* **PROMPT**
From the listing below, extract every line containing "position".

* **DATA EXCERPTS**
++++++++++++++++++++
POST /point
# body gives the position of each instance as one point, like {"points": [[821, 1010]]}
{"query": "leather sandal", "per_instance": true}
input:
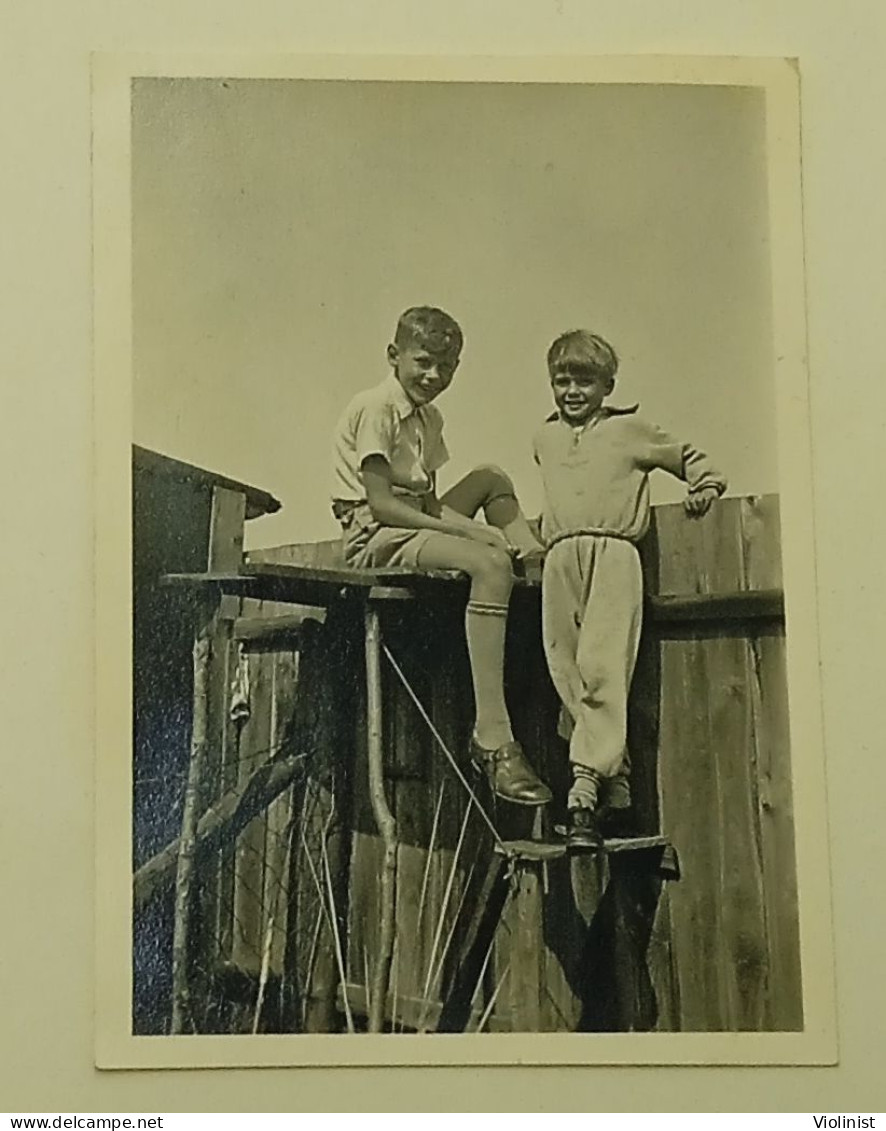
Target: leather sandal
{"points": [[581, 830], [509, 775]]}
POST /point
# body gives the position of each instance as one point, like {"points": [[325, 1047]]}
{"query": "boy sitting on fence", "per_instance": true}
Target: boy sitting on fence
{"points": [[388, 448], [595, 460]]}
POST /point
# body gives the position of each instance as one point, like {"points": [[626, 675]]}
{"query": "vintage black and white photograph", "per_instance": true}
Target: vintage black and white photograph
++++++++++++++++++++
* **WRITTEN ANSWER**
# body gives the position of each instance as one point, like {"points": [[821, 1010]]}
# body gives the position of each instance as one point, like {"points": [[325, 1047]]}
# body gives the position of each instance as one point, like {"points": [[626, 675]]}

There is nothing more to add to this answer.